▶ _EXERCISE DESCRIPTION_: Output all of the data below exactly as given.

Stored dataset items
>>>>>

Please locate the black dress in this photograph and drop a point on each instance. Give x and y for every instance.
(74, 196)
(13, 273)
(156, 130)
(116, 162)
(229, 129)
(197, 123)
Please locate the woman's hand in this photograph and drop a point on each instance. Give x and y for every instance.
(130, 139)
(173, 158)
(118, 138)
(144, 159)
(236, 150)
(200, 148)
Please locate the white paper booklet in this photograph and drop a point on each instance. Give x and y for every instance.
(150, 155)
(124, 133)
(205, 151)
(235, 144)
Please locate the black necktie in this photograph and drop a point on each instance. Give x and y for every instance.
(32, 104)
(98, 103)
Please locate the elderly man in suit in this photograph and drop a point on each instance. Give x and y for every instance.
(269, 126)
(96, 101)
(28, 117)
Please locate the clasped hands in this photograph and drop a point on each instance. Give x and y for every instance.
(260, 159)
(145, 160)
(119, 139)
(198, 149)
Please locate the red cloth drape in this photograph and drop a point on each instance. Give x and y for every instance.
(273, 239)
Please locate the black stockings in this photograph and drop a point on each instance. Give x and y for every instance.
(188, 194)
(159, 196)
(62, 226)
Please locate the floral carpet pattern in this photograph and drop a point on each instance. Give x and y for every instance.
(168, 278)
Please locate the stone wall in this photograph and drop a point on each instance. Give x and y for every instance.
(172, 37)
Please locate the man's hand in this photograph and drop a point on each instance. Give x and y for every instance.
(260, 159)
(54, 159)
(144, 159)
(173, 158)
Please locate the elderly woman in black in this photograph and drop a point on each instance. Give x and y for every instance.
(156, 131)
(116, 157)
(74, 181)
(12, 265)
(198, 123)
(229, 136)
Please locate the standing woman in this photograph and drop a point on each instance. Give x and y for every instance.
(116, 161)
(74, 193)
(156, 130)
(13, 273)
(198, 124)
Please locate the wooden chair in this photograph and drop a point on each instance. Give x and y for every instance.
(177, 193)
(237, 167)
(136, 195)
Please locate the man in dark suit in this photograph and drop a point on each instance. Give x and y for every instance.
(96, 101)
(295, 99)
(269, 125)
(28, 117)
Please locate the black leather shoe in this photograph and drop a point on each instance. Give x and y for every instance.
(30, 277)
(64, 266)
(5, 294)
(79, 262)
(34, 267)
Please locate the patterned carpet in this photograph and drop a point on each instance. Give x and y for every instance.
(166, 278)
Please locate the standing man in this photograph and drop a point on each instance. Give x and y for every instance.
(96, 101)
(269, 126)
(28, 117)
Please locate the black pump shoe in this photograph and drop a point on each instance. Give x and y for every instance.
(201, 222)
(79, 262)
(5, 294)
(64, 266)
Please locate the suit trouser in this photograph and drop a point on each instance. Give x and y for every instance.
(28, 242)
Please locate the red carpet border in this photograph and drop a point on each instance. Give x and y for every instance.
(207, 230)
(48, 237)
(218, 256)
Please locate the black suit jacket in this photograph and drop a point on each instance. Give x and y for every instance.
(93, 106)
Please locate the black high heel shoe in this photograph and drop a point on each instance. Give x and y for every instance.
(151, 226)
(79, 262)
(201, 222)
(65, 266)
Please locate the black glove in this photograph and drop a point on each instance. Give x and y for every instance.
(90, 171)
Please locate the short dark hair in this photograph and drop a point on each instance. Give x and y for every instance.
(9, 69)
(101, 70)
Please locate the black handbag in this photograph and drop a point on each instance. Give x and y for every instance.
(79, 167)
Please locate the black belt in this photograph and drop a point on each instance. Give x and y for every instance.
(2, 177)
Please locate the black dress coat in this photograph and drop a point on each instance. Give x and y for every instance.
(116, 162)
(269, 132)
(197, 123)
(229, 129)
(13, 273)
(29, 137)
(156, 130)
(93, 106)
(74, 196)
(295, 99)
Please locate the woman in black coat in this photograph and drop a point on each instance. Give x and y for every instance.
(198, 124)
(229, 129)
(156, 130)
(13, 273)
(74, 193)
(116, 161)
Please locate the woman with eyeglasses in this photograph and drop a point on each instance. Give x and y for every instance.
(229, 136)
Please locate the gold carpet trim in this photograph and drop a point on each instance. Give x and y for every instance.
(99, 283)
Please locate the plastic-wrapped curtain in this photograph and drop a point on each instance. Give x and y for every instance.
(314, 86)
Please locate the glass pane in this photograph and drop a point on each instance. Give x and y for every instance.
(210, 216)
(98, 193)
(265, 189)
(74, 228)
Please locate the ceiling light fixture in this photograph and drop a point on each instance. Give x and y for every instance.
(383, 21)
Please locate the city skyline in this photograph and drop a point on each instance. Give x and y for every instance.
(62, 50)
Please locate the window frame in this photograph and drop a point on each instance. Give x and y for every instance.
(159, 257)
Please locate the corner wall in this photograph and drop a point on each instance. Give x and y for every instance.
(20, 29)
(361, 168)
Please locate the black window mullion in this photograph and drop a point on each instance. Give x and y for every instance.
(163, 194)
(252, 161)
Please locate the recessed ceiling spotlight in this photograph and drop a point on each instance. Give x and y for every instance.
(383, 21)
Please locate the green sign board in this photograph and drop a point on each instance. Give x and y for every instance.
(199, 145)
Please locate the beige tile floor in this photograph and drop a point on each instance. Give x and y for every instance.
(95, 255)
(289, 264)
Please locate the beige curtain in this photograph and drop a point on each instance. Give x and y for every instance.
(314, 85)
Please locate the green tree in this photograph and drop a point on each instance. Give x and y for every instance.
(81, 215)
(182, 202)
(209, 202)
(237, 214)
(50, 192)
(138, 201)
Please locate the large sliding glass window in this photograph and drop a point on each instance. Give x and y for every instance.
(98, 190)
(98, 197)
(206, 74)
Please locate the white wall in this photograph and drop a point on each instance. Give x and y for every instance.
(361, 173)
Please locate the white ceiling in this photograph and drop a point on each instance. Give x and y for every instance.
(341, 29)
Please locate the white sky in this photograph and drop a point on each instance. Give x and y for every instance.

<<<<<

▶ _RESPONSE BELOW_:
Please locate the black dress in this photograph and drop a point on each instance. Give x and y for every instance.
(74, 196)
(13, 273)
(156, 130)
(116, 162)
(229, 129)
(197, 123)
Please locate the woman's hand in this photograph and drop a point on each instance. Give x and y for every instance.
(130, 139)
(173, 158)
(118, 138)
(144, 159)
(236, 150)
(200, 148)
Please locate the white paper booklet in this photograph and drop a point on each instance. Give x and y for every instance.
(150, 155)
(124, 133)
(205, 151)
(235, 144)
Please locate the black necktie in this photograph and drop a point on each instance. Give x and y for every instance.
(32, 104)
(98, 103)
Please locate the elderly man in suit in this photograph and drop a point on each instance. Give x and y for every instance.
(269, 126)
(96, 101)
(28, 117)
Please locate the clasped hands in this photograph and drop a point on each instance. Give x and y for every instance.
(260, 159)
(145, 160)
(119, 139)
(198, 149)
Please locate the red cloth drape in this photograph and drop a point on each instance. Give x and y for every instance.
(273, 239)
Please locate the black stockings in this photograph and drop a point on each instance. Give x and y for every instance.
(188, 194)
(159, 196)
(62, 226)
Please locate the floral carpet pattern in this photograph and drop a point on each instance. Give x and y for every instance.
(168, 278)
Please locate the stone wall in this photograph and drop a point on each instance. Give x and y for every instance.
(172, 37)
Please locate the man's hand in this photograph and drop a point on each instance. Give x and y for every instance.
(260, 159)
(54, 159)
(144, 159)
(173, 158)
Please locate the elderly woman in black in this photograph and drop a point on each instance. Give x and y for every instance.
(156, 131)
(116, 157)
(74, 181)
(12, 265)
(198, 123)
(229, 136)
Please locate the standing woman in this photograph and drop a point on each instance. Give x and y for every instance.
(116, 161)
(74, 193)
(156, 130)
(13, 273)
(198, 124)
Please locate the wooden chair in this photograph and drop a point on each instance. Give x and y for every instance.
(177, 193)
(237, 167)
(136, 195)
Please locate the man in dark suit in this photograph and drop a point on each instance. Give x and y for every instance.
(96, 101)
(295, 99)
(269, 125)
(28, 117)
Please locate the black leather shoe in this photograph and drop a point on each instance. Give x and y for every instance.
(30, 277)
(64, 266)
(5, 294)
(79, 262)
(34, 267)
Please locate the patterned carpet in this photograph and drop a point on each instance. Give x and y for every instance.
(166, 278)
Please locate the standing man in this photograph and drop a point on each instance. Give x and y for every instance.
(96, 101)
(269, 126)
(28, 117)
Please locate the black pump shoe in this photograph and drop a point on each instance. Give x and y for every instance.
(201, 222)
(79, 262)
(5, 294)
(64, 266)
Please locate the suit trouser in this photograph and drop a point on each instance. Give x and y for every instance.
(28, 242)
Please locate the red carpet border in this photograph and drop a point on each instance. Give x and y for every instance.
(207, 230)
(48, 237)
(218, 256)
Please locate the black suit jacket in this photograph and drop a point on each instance. Give x and y for every instance.
(93, 106)
Please locate the black high heel shoe in this photograph and drop a point on each instance. Give x and y for every instance.
(151, 226)
(79, 262)
(201, 222)
(65, 266)
Please locate the black glove in this photograph and drop a point on each instance. Give x and y for every instance.
(90, 171)
Please locate the short dark hair in this photograph and drop a point on each instance. Give x and y for every instance.
(9, 69)
(101, 70)
Please locate the black handbag in this photograph and drop a point on each instance. Give x and y for every instance.
(79, 167)
Please locate the black belt in this photograph and drop a point on each instance. Give x and y for every instance.
(2, 177)
Please locate the black dress coat in this photograph and drop a point on each instance. Give x and y for every instance.
(116, 162)
(269, 132)
(197, 123)
(229, 129)
(13, 273)
(29, 137)
(156, 130)
(93, 106)
(74, 196)
(295, 99)
Please locate the woman in black coat in this photograph and drop a point on each instance. Give x and y for every instance.
(198, 124)
(229, 129)
(156, 130)
(13, 273)
(74, 193)
(116, 161)
Please locate the woman with eyeglasses in this photograph and drop a point on each instance. Give x and y for every instance.
(229, 136)
Please locate the gold carpet trim in this photograph and drop a point on each instance. Give x and y for every instance.
(99, 283)
Please locate the plastic-wrapped curtain in this photograph and drop a point on each instance. Give x and y for every instance.
(314, 86)
Please locate the glass pane in this photograph and drop a point on each instance. Give x and y for every instance.
(210, 216)
(98, 193)
(265, 189)
(74, 228)
Please locate the ceiling light fixture in this photograph and drop a point on each instance. Give x and y for every instance.
(383, 21)
Please locate the city skyline in this photograph and drop a point on each instance. Give x and y for every instance.
(62, 50)
Please locate the window frame in this photograph and drop a point on each instance. Give x and y for every instance.
(159, 257)
Please locate the corner wall in this photograph and drop a point on each instance. Give x and y for every instance.
(20, 29)
(361, 168)
Please locate the black window mullion in this photograph and drop a point on each instance. Give x and y for every instance.
(163, 194)
(252, 161)
Please locate the recessed ceiling spotlight in this photograph and drop a point on each instance. Give x and y for every instance.
(383, 21)
Please locate the green sign board in this photograph and drop a point on each instance. Give x and y for every instance.
(199, 145)
Please locate the beige tile floor in this photograph and drop a point on each instance. Give x and y for every instance.
(95, 255)
(289, 264)
Please locate the beige curtain in this photograph and drop a point on each instance. Give x and y for every instance.
(314, 85)
Please locate the green tree in this photograph and drop a point on each instance. Give x and y for every instance.
(81, 215)
(182, 202)
(209, 202)
(237, 214)
(50, 192)
(138, 201)
Please locate the large sliding glass window in this photograph and drop a point on each instance. Give x and y for every instance.
(98, 190)
(98, 197)
(206, 74)
Please locate the white wall in this photograph and drop a point on each instance. Give x and y for every instance.
(361, 173)
Please locate the white ceiling in this photograph and drop a point on each instance. Give x and y for every instance.
(341, 29)
Please locate the white sky in this photograph and drop a point on each instance. Give x and y for every instance.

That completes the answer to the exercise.